For now, the company is abstaining from any kind of advertising on the site in hopes that partnerships with media companies eventually will help pay the bills. Advertising will eventually be incorporated, but in the meantime YouTube is subsisting on the $3.5 million in private equity funding it received in November from Sequoia Capital.

In the meantime, YouTube is still trying to make amends with corporate Hollywood by improving the mechanism that allows it to move quickly to strike infringing videos. But even as the company improves its technology, Hurley warns that constitutional protection is still in place to keep YouTube an open community. “We’re not required to police the site,” Hurley says. “But we’re building the tools to help control everything.”

NBC Universal’s Cotton is taking a wait-and-see attitude, noting that digital media is a fast-evolving landscape. Still, he isn’t ruling out putting on more pressure.

“They may have to undertake additional activities on the order of filtering or screening,” Cotton says.

Were it only that easy. Some of YouTube’s more creative users do more than just post excerpts of shows; they splice them together with footage from other bits of video. These amalgamations yield a few absurdist oddities like a video mash-up of “The Apprentice” with footage of Charles Manson, which suggests what might happen if Donald Trump were interviewing the notorious serial killer for his show.

**Given entries**
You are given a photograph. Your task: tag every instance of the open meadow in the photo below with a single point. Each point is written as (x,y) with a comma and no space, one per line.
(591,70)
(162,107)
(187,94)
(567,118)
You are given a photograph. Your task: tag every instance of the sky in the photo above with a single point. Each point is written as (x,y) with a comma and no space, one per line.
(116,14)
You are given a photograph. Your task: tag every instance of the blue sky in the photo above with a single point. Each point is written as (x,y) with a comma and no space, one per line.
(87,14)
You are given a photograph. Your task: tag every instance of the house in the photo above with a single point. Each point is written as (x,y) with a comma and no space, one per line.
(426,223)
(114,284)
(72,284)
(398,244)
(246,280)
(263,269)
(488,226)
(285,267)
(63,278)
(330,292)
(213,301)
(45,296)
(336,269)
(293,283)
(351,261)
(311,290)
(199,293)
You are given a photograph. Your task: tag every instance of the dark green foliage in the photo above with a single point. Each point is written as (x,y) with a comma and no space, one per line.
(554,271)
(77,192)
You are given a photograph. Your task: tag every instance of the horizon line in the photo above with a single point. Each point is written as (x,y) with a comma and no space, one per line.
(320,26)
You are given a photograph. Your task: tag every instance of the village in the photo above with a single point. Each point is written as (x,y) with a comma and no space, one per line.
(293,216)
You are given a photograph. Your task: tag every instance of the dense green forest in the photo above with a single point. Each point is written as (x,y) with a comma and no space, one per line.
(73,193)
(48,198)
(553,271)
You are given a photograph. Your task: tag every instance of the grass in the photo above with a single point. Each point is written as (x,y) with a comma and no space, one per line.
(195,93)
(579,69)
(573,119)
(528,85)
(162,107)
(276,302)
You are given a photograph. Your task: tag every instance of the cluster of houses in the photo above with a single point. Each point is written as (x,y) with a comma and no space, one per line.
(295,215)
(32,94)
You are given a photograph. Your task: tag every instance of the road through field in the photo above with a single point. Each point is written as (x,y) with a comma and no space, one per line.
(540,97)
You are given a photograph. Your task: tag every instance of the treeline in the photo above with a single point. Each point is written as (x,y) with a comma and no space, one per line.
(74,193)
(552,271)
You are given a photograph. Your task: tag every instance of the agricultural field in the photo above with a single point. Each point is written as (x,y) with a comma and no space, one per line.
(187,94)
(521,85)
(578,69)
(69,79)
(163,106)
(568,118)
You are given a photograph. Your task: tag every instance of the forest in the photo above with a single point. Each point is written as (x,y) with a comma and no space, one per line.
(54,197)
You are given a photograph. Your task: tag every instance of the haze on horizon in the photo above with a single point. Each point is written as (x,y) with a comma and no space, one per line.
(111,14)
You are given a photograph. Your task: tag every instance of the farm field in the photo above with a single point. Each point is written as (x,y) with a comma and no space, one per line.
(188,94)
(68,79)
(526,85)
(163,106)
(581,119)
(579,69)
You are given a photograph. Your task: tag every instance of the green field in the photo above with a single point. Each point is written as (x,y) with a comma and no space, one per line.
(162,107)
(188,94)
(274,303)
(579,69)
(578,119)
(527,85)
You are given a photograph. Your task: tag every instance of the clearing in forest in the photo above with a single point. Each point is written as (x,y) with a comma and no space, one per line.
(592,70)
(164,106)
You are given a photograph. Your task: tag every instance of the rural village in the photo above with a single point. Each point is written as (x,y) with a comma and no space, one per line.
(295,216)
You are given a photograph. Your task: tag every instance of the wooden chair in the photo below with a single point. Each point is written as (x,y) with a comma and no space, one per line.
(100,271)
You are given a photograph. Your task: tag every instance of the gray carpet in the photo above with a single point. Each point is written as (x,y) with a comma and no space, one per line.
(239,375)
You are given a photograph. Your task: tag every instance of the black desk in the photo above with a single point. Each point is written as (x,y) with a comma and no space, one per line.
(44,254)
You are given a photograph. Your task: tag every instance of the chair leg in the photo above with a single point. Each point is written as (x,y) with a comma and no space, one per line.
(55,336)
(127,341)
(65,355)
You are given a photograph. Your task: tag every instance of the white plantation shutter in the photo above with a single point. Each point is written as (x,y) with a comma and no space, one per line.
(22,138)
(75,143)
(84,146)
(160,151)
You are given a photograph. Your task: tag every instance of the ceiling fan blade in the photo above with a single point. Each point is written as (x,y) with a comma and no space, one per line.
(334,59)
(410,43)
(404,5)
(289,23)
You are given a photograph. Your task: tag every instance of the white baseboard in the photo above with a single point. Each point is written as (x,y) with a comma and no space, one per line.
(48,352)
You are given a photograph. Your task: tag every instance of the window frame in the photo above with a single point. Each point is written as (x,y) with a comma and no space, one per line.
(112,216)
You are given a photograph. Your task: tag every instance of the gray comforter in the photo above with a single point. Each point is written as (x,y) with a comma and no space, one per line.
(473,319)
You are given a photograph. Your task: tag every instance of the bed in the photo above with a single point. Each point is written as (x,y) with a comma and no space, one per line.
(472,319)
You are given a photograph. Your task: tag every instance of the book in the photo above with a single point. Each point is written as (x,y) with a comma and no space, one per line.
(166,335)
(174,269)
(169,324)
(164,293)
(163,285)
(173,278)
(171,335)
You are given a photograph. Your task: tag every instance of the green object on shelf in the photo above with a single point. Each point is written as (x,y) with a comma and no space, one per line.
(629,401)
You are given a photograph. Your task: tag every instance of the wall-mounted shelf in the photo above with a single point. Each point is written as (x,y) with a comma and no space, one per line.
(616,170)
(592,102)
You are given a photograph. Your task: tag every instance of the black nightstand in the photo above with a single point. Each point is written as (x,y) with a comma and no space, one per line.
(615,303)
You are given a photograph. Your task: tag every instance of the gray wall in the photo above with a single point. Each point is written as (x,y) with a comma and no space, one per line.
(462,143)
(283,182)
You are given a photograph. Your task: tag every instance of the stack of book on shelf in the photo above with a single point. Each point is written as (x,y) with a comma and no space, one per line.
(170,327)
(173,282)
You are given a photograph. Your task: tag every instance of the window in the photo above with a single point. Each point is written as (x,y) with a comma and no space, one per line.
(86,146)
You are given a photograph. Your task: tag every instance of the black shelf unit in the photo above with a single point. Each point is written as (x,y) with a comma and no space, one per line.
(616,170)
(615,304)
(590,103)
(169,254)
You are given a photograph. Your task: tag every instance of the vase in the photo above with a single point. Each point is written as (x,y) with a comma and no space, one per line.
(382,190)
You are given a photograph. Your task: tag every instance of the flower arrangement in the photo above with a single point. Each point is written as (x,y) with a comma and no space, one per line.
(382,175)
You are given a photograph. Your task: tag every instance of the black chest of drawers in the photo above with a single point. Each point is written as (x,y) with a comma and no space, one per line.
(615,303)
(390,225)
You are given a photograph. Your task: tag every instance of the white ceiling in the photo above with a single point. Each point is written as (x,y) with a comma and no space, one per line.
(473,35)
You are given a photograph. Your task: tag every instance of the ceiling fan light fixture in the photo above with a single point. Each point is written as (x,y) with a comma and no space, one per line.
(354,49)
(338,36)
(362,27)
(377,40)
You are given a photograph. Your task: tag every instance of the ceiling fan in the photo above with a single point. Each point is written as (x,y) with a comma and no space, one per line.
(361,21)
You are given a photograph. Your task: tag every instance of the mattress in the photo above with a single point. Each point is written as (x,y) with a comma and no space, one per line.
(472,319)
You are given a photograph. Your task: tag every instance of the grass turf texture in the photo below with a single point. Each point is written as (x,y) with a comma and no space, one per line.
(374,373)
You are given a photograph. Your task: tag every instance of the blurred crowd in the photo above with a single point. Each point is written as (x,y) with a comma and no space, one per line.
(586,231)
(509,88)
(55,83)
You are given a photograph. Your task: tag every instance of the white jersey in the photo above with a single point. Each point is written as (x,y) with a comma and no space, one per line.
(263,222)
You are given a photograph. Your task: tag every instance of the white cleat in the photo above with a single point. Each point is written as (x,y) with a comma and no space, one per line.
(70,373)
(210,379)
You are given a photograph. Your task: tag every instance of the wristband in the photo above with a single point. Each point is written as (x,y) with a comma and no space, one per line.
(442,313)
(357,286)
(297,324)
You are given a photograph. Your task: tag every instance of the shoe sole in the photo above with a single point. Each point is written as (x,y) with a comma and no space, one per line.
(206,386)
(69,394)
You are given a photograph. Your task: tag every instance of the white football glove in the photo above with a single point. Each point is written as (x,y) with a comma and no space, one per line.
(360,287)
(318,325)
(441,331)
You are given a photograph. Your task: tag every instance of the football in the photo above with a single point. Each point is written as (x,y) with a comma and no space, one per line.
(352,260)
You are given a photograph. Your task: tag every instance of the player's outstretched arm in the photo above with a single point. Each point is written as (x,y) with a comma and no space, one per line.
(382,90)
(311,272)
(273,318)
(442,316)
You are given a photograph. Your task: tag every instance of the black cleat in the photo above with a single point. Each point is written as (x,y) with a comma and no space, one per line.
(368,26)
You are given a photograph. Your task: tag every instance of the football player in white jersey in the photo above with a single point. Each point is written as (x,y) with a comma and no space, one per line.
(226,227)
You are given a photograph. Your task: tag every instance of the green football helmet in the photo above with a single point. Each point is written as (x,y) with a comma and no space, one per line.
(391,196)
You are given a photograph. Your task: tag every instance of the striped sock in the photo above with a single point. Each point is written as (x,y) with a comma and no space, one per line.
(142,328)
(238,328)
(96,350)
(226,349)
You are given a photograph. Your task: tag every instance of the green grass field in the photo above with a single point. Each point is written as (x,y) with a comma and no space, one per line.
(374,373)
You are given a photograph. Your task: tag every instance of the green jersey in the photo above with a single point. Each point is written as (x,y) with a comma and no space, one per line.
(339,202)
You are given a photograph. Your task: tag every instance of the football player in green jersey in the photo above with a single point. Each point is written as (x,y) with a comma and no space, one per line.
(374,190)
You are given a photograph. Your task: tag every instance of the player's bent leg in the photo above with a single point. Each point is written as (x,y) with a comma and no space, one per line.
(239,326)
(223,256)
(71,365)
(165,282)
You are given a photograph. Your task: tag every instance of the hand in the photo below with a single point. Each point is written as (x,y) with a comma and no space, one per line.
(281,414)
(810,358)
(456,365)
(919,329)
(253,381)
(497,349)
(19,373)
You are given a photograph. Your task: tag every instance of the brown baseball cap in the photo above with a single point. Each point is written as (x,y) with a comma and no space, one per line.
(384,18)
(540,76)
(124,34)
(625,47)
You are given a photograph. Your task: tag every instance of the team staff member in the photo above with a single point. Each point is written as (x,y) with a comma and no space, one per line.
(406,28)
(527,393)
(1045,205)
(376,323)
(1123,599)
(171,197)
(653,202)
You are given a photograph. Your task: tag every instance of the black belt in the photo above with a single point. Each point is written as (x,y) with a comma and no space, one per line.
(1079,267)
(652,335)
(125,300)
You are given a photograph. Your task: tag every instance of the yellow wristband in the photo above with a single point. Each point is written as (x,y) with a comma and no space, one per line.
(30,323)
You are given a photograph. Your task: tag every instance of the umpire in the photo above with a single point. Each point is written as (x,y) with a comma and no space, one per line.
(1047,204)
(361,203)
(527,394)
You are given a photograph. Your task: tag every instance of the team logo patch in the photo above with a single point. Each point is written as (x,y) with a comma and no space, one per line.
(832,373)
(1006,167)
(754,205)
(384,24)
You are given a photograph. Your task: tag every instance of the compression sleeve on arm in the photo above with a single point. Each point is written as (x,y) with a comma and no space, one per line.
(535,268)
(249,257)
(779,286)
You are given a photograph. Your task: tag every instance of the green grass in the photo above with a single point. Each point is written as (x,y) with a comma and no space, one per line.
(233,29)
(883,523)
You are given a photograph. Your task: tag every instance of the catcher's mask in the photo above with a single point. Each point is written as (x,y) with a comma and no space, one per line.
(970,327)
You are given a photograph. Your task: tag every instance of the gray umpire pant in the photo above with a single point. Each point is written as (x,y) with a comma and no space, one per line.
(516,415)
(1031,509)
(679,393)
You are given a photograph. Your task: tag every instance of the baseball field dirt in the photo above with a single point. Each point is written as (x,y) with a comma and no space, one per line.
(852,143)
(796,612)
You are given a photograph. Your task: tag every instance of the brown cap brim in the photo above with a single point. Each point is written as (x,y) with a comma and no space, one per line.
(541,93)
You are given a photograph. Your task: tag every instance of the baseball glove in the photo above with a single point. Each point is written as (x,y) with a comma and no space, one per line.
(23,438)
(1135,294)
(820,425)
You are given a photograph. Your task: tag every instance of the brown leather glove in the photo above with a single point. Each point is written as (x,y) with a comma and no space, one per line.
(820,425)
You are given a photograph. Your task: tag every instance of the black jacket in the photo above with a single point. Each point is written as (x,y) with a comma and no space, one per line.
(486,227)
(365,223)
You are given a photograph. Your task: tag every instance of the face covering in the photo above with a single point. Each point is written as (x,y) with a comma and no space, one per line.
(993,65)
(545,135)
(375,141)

**Problem requirements**
According to the YouTube passage, why is the company holding off on advertising for now, and what is it living on in the meantime? The data comes from a separate source and is unrelated to the YouTube passage.

**Result below**
YouTube is holding off on advertising because it hopes partnerships with media companies will eventually help pay the bills. In the meantime, it is living on the $3.5 million in private equity funding it received in November from Sequoia Capital.